• _Documento_:
Ao ampliar seu olhar, o agente a serviço do sistema pode não ser capaz de ter consciência do todo, mas certamente ganha força, empodera-se e amplia suas possibilidades. Se somos capazes de colocar o EU para descansar e nos reconhecemos como parte de NÓS, não precisamos abrir mão de quem somos, mas ganhamos uma condição bem mais favorável para fazer a hora e não ficar na beira do caminho esperando acontecer. Uma das mais notáveis características do pensamento sistêmico é o pensamento inclusivo, que gera atitudes tolerantes, escuta ativa, capacidade de ser contrariado, resiliência, diálogo franco, construção coletiva do conhecimento. Por ser mais natural, o pensamento sistêmico não reforça a discriminação, o julgamento (menos ainda o prejulgamento) e não despreza opositores. Do embate de ideias entre NÓS poderá surgir uma VERDADE capaz de abraçar a todos. Isso certamente pressupõe uma construção feita em mutirão. Com as abelhas, formigas e cupins é assim. Nos movimentos migratórios das aves e peixes é assim. Uma “inteligência” coletiva a que todos se submetem e ao mesmo tempo todos são um pouco responsáveis pela execução do projeto de fazer a vida fluir, crescer e prosperar.

• _Dados fornecidos_:

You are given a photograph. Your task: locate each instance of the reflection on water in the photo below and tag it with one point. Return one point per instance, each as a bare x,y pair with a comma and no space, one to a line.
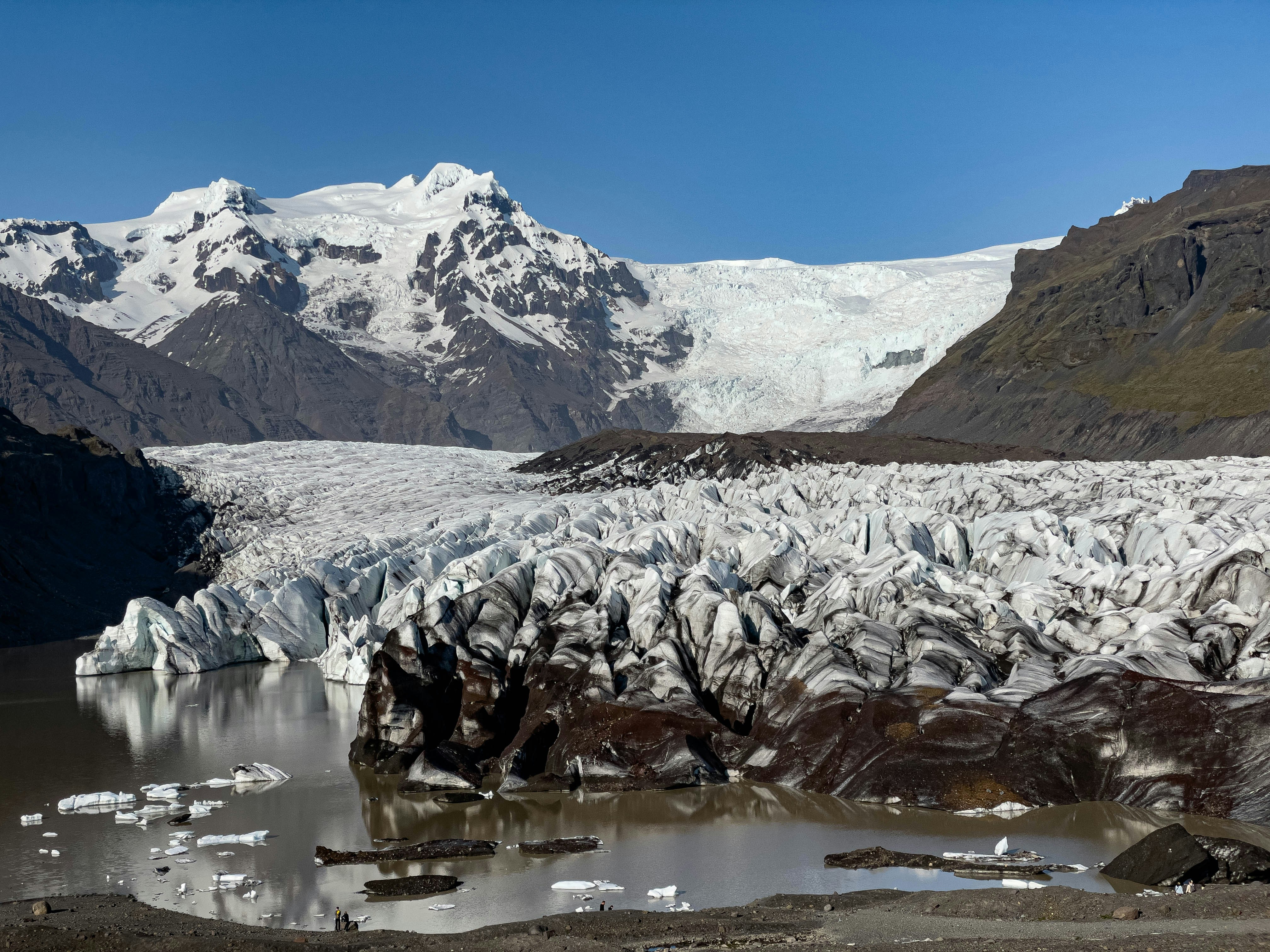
722,846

• _Exercício_:
Imprima na íntegra o texto sobre pensamento sistêmico, sem alterar nenhuma palavra.

• _Resposta final_:
Ao ampliar seu olhar, o agente a serviço do sistema pode não ser capaz de ter consciência do todo, mas certamente ganha força, empodera-se e amplia suas possibilidades. Se somos capazes de colocar o EU para descansar e nos reconhecemos como parte de NÓS, não precisamos abrir mão de quem somos, mas ganhamos uma condição bem mais favorável para fazer a hora e não ficar na beira do caminho esperando acontecer. Uma das mais notáveis características do pensamento sistêmico é o pensamento inclusivo, que gera atitudes tolerantes, escuta ativa, capacidade de ser contrariado, resiliência, diálogo franco, construção coletiva do conhecimento. Por ser mais natural, o pensamento sistêmico não reforça a discriminação, o julgamento (menos ainda o prejulgamento) e não despreza opositores. Do embate de ideias entre NÓS poderá surgir uma VERDADE capaz de abraçar a todos. Isso certamente pressupõe uma construção feita em mutirão. Com as abelhas, formigas e cupins é assim. Nos movimentos migratórios das aves e peixes é assim. Uma “inteligência” coletiva a que todos se submetem e ao mesmo tempo todos são um pouco responsáveis pela execução do projeto de fazer a vida fluir, crescer e prosperar.